(Beginning of MATERIAL FOR THE TASK)

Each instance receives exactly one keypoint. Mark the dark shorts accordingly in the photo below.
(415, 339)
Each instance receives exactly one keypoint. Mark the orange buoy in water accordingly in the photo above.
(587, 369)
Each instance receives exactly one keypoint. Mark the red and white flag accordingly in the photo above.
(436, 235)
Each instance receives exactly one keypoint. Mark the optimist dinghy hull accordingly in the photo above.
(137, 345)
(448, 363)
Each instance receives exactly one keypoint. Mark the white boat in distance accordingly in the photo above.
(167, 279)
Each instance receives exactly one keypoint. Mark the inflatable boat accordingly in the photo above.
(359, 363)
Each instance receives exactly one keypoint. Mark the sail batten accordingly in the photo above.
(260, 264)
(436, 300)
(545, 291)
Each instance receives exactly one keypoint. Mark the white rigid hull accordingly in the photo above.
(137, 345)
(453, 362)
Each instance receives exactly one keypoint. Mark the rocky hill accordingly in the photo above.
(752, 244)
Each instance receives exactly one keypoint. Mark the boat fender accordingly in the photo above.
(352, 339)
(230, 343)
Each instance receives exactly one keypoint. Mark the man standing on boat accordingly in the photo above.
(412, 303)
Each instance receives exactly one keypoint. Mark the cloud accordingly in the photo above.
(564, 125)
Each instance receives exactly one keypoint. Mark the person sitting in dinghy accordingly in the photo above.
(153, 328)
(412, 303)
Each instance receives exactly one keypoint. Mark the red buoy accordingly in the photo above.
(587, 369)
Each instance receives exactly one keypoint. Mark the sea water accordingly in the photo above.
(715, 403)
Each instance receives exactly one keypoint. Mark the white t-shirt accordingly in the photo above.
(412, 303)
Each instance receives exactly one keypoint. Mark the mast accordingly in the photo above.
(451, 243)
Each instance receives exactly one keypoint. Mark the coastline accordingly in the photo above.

(End of MATERIAL FOR THE TASK)

The records above must be printed again in full, exactly as written.

ANSWER FOR THIS EXERCISE:
Each instance receives exactly one keypoint. Mark the dark shorts accordingly in the photo below.
(415, 339)
Each instance receives exactly one keypoint. Mark the orange buoy in water accordingly in the photo above.
(587, 369)
Each instance receives exactly one keypoint. Mark the red and white flag accordingly in the photo above.
(436, 235)
Each instance receives exactly one keypoint. Mark the optimist dinghy hull accordingly in the photo above.
(137, 345)
(448, 363)
Each instance receives exactly one keypoint. Mark the white boat in distance accordingly in the photo above.
(167, 279)
Each instance receives exactly one keypoint. Mark the inflatable boat accordingly in the photo above.
(359, 363)
Each instance receives exactly one keypoint. Mark the sail batten accordingly in the photo above.
(260, 264)
(436, 300)
(545, 291)
Each instance receives exactly one keypoint. Mark the white rigid hull accordingly in the photo above.
(137, 345)
(453, 362)
Each instance receives exactly one keypoint. Mark the rocky hill accordingly in the photo above.
(752, 244)
Each instance receives exactly one keypoint. Mark the boat fender accordingly in the photo above.
(352, 339)
(230, 343)
Each instance receives exactly one keypoint. Mark the man standing on boat accordingly in the photo above.
(412, 303)
Each instance receives exactly one keypoint. Mark the cloud accordingly in the photo above.
(564, 125)
Each instance receives exactly one keypoint. Mark the person sitting in dinghy accordingly in the photo above.
(153, 328)
(412, 303)
Each instance receives exactly one keypoint. Mark the red buoy accordingly in the photo above.
(587, 369)
Each instance receives exactly one keypoint. Mark the sea water accordingly in the photo above.
(715, 403)
Each instance receives exactly one keypoint. Mark the white t-shirt accordingly in the photo above.
(412, 303)
Each instance receives exactly one keypoint. Mark the mast accordingly in the photo above.
(451, 243)
Each instance receives exactly one keypoint. Mark the coastline accordingly in the photo above.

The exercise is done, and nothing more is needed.